## BEGIN

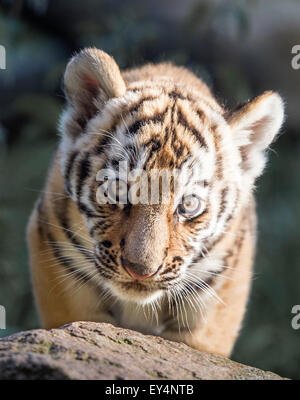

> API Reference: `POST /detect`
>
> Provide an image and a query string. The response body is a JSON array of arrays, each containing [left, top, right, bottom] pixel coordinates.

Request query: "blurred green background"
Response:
[[0, 0, 300, 379]]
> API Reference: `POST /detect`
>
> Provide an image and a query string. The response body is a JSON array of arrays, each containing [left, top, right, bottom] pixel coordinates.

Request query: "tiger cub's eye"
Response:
[[178, 194, 204, 218]]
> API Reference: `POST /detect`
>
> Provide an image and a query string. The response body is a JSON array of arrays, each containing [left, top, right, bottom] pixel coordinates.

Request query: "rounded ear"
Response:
[[225, 91, 284, 181], [62, 48, 126, 137]]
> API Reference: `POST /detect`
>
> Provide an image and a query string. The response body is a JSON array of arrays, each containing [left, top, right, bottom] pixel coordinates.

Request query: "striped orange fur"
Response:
[[28, 49, 284, 356]]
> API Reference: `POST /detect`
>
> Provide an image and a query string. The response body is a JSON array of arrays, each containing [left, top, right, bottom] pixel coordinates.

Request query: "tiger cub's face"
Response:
[[60, 49, 283, 303]]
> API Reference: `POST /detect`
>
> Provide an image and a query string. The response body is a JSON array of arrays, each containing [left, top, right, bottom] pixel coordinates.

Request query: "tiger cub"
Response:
[[28, 48, 284, 356]]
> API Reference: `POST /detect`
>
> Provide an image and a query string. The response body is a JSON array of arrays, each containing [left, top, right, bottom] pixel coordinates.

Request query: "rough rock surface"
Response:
[[0, 322, 282, 380]]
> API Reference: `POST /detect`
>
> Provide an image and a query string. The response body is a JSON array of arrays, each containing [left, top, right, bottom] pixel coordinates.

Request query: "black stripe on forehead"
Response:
[[128, 110, 167, 135], [177, 108, 208, 150]]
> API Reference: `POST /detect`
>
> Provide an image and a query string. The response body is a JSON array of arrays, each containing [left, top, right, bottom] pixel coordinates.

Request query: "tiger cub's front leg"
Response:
[[28, 210, 114, 329]]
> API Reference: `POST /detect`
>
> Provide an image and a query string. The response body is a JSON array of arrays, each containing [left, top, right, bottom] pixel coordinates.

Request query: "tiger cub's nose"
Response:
[[122, 259, 157, 281]]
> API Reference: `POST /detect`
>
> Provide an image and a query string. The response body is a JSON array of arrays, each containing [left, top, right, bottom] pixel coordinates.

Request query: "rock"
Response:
[[0, 322, 283, 380]]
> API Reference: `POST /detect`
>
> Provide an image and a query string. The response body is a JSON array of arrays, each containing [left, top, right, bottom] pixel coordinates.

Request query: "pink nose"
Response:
[[125, 266, 155, 281], [122, 260, 156, 281]]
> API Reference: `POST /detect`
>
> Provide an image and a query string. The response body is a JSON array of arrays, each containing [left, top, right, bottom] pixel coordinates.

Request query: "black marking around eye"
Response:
[[101, 240, 112, 249]]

## END

Return the whole listing above verbatim, every line unchanged and in its original order. Leave the picture out of your reply.

> API Reference: `POST /detect`
>
> Provide an image and a query string. The response body is a JSON array of arrays, each containing [left, top, right, bottom] pixel coordinates.

Request query: "blurred green background"
Response:
[[0, 0, 300, 379]]
> API Reference: `POST /detect`
>
> Provide an image and a query string. The response body is a JSON array of arrays, each containing [left, top, right, bottom] pixel coordinates.

Request query: "tiger cub's eye"
Response:
[[178, 194, 204, 218]]
> API Reference: `POST /detect`
>
> Provide an image and a query string. The response body is a JSON array of arrays, each containing [left, top, right, bottom] pixel coordinates.

Request query: "rounded ear"
Response:
[[225, 91, 284, 181], [62, 48, 126, 137]]
> API Reference: `POST /detect`
>
> Provide an image and a query string. The response body is a JSON array of arrays, each containing [left, top, right, bottom] pixel coordinates.

Request query: "striped orange fur"
Response:
[[28, 49, 284, 356]]
> API Reference: `POST /detect`
>
> Provide an image and a query string. The response body is a JSON array of arrays, each containing [left, top, right, bottom] pixel coordinates.

Request query: "tiger cub's face"
Response:
[[60, 49, 283, 303]]
> API Reference: `POST /detect`
>
> Provide an image and a query string. The response body is a JSON array of arrays, each containing [left, top, right, bottom] pixel coordinates.

Request query: "tiger cub"
Response:
[[28, 48, 284, 356]]
> API Reference: `POST /detect`
>
> Provide an image and a query string. The response body is a JSON array of arrays, each containing [left, top, right, bottom] pixel coordinates.

Request query: "rough rock surface"
Response:
[[0, 322, 282, 380]]
> API Reference: `POST /detect`
>
> Provide an image and a query string. The response body is a JSON array of arrays, each containing [left, top, right, bottom] pixel coordinates.

Request query: "black stripe on forehead"
Response:
[[128, 110, 167, 135], [177, 108, 208, 150]]
> API Reference: `POST /detect`
>
> Provide an image and a query string. The response body is a JSON array of arrays, each containing [left, top, right, bottom] pixel coordinates.

Request query: "tiger cub's front leg"
Response:
[[28, 210, 114, 329]]
> API Reference: `POST /detect`
>
> Provide an image and a query string. The response body is a JSON array of arrays, each containing [left, top, right, bottom] pixel coordinates.

Request query: "tiger cub's nose"
Response:
[[122, 259, 157, 281]]
> API Reference: `POST /detect`
>
> Provide an image and a query string. The response body is a JSON array of arrays, each containing [left, top, right, bottom] pixel coordinates.

Request query: "rock"
Response:
[[0, 322, 283, 380]]
> API Reference: `POST /detect`
>
> Provide an image and a query string. The response body is a JSON array of arrays, each containing [left, top, right, bottom] pixel coordinates.

Request query: "pink nose"
Response:
[[125, 266, 155, 281], [122, 260, 156, 281]]
> API Reference: `POST /detect`
>
> Provide an image and a query string. The response body is a JSON array of arrays, each containing [left, top, right, bottom] pixel coordinates.

Request query: "black marking around eye"
Response:
[[101, 240, 112, 249]]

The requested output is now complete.